Task to carry out: Take the data starting at the line that has "building window in the photo above." and stopping after the line that has "(1105, 675)". Write out only those lines again, swapping "annotate" for "mark" and leaving everything else unchanged.
■ ■ ■ ■ ■ ■ ■
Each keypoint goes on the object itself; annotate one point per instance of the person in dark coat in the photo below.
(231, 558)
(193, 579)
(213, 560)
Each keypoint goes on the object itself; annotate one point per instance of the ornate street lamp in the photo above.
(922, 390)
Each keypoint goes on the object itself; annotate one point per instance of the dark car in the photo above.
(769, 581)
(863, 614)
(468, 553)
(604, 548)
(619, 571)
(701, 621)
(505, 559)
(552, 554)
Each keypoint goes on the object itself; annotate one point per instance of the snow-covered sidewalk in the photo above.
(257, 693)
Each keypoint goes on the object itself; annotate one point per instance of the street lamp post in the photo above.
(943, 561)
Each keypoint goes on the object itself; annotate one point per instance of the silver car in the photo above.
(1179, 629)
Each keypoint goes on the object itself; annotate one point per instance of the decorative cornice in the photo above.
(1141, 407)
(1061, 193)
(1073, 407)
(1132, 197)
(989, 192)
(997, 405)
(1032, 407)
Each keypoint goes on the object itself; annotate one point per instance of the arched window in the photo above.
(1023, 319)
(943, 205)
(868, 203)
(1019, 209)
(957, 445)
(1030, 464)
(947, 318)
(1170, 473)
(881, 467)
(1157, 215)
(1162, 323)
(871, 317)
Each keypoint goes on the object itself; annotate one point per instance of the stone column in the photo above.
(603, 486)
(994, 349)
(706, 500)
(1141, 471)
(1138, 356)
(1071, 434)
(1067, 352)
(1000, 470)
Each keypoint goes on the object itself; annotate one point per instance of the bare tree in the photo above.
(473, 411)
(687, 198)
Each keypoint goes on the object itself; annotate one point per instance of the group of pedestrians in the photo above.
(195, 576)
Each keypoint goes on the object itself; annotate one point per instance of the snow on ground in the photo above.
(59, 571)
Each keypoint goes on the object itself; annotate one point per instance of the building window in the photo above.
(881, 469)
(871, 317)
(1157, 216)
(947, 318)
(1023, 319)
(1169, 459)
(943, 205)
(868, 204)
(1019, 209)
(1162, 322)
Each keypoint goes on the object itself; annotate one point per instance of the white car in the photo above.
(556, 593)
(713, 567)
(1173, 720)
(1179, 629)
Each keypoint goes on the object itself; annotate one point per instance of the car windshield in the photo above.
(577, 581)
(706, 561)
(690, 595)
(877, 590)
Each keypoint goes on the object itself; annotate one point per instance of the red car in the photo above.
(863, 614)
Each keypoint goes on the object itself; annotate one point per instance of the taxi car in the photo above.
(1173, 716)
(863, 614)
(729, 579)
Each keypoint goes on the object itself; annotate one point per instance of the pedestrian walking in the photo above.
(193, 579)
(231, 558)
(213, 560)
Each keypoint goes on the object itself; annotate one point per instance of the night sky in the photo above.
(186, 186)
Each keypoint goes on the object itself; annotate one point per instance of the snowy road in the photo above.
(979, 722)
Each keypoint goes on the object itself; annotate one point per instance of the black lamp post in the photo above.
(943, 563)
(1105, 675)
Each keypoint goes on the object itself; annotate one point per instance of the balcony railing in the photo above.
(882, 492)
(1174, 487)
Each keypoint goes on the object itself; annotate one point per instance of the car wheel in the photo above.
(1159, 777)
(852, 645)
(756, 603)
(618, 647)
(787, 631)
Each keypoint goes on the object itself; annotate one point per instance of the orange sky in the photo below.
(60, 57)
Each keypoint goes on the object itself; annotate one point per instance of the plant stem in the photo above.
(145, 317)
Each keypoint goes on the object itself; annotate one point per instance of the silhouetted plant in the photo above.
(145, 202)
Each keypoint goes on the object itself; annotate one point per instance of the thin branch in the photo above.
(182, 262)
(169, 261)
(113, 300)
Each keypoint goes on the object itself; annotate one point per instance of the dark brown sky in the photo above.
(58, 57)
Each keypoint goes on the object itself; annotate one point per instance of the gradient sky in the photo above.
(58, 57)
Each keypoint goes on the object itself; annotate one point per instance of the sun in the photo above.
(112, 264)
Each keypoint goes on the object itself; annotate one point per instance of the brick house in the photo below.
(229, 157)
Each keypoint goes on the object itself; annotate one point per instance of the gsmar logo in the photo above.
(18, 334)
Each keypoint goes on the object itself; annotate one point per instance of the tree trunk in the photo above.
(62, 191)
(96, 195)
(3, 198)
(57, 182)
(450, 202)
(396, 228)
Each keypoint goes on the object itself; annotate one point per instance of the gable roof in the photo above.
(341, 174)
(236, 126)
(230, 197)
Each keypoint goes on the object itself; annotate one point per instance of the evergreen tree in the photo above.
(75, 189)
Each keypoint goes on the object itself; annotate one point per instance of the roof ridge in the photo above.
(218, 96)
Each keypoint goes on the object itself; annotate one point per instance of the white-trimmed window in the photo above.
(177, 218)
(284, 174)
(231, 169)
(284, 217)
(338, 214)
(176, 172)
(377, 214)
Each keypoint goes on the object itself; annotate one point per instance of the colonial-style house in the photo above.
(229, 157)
■ ■ ■ ■ ■ ■ ■
Result:
Each keypoint goes on the object itself; mark one point per instance of the building window in the photo above.
(881, 469)
(871, 317)
(1157, 216)
(947, 318)
(1023, 319)
(1169, 459)
(943, 205)
(868, 204)
(1019, 209)
(1162, 322)
Each keypoint goes on the object itself; mark one point per instance of the white car in the photo above.
(556, 593)
(713, 567)
(1173, 720)
(1179, 629)
Each keypoint goes on the object itself; mark one point per instance of the car windshield in the photo above.
(577, 581)
(706, 561)
(690, 595)
(877, 590)
Each keypoint goes on the object itself; mark one point per instance of the red car in the photo above.
(863, 614)
Each keypoint goes on the object itself; mark one point per instance of the taxi car in the photo above.
(1173, 716)
(863, 614)
(729, 579)
Each keypoint goes on the object itself; mark one point per instance of the pedestrian walking in the photo above.
(193, 579)
(231, 558)
(213, 560)
Each keypoint goes on the object itself; mark one point per instance of the night sky in the photo above.
(186, 186)
Each keypoint goes on the object itself; mark one point per instance of the snowy road in the photo above.
(979, 722)
Each keypoint goes on the object itself; mark one point per instance of the black lamp post in the photo above.
(943, 563)
(1105, 675)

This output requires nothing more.